▸ **Task description**
Exactly the lines from the one containing "Mark every instance of the white" through the final line of the listing are to be retyped, and nothing more.

▸ **Dataset rows**
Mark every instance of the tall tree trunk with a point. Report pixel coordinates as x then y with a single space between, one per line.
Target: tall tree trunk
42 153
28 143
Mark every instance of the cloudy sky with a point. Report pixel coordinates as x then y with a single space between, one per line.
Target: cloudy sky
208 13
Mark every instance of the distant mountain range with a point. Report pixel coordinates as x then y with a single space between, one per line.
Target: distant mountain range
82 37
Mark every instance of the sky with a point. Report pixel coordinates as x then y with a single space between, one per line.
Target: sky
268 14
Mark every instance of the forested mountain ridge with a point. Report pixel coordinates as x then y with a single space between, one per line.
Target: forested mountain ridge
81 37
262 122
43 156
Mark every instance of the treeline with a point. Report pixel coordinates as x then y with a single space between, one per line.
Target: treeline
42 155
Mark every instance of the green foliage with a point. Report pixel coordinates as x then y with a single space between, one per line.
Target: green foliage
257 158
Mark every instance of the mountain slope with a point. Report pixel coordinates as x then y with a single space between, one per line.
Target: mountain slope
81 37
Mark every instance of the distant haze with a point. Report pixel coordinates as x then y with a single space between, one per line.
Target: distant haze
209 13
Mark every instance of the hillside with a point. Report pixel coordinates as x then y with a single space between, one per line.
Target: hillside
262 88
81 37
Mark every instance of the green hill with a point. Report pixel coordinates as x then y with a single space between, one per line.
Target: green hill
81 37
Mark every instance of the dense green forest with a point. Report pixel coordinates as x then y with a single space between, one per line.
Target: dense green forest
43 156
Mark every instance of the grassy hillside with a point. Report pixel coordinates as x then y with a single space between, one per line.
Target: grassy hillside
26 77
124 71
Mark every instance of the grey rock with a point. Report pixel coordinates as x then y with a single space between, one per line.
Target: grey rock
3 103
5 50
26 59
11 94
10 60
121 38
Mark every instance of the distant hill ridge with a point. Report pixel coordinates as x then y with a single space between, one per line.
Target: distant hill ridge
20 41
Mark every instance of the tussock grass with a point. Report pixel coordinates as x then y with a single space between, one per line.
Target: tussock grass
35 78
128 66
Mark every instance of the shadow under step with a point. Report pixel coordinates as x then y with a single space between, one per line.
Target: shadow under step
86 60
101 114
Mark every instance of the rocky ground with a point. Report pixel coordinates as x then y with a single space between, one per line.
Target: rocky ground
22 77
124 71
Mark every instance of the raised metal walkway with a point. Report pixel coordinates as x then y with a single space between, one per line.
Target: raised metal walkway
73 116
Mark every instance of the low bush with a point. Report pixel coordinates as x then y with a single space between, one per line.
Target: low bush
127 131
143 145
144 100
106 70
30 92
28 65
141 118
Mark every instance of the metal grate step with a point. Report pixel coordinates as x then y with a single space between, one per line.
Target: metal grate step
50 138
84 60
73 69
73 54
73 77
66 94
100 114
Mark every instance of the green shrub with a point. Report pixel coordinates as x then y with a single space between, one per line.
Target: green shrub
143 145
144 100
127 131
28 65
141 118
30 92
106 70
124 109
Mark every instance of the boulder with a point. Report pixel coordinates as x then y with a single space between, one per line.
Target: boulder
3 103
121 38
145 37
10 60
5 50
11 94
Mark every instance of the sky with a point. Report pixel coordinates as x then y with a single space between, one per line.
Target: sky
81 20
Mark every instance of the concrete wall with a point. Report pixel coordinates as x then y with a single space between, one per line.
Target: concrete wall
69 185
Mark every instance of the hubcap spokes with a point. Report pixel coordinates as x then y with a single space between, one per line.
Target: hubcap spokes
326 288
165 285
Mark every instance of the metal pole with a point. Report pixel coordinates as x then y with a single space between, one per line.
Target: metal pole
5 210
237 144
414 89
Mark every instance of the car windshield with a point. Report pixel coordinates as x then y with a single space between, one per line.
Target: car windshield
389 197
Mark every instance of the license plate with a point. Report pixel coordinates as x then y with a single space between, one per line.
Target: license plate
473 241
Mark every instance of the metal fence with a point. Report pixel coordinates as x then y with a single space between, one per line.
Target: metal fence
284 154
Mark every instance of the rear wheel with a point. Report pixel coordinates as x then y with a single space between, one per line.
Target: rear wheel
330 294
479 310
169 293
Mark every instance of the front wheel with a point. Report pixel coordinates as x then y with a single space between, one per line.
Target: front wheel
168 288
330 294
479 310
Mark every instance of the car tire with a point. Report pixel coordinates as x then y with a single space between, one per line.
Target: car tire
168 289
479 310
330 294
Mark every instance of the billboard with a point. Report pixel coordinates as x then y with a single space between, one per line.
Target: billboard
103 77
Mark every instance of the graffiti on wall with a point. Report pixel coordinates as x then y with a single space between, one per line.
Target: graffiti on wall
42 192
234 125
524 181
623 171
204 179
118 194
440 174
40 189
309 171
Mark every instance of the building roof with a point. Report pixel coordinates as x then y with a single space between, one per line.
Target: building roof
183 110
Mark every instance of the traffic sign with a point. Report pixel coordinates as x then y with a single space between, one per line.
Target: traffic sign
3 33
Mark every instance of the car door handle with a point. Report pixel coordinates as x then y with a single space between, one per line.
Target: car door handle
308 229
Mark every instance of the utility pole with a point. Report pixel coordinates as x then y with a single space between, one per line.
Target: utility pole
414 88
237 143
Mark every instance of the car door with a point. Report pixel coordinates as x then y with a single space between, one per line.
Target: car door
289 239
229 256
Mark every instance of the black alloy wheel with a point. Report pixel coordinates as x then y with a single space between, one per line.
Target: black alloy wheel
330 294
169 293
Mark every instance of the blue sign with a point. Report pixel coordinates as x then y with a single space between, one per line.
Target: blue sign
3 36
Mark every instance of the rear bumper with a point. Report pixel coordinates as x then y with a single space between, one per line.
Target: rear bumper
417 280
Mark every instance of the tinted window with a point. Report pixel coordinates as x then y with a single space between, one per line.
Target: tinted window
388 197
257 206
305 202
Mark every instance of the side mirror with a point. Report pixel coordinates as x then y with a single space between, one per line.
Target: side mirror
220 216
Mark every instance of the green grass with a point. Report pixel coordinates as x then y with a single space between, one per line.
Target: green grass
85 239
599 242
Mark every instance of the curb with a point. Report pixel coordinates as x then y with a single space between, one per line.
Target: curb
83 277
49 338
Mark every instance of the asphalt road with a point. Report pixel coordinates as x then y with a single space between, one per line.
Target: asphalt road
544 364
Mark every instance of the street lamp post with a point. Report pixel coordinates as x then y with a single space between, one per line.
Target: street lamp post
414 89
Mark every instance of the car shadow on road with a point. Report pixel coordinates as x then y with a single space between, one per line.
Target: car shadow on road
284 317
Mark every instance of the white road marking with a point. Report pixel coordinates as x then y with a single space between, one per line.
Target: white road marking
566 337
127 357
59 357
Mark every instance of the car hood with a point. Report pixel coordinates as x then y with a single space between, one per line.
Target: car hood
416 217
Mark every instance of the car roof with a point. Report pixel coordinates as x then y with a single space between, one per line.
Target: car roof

▸ **Exercise result**
Mark every instance of the white road marking with a point. Report pixel coordinates as x then y with a single space between, one per line.
Target: white road marking
566 337
127 357
59 357
Mark every instance of the car hood with a point. Report pixel coordinates as x then y with a single space between, one per line.
Target: car hood
416 217
Mark every instance of the car roof with a point. Report pixel coordinates as x then y with a single space between, one per line.
Target: car roof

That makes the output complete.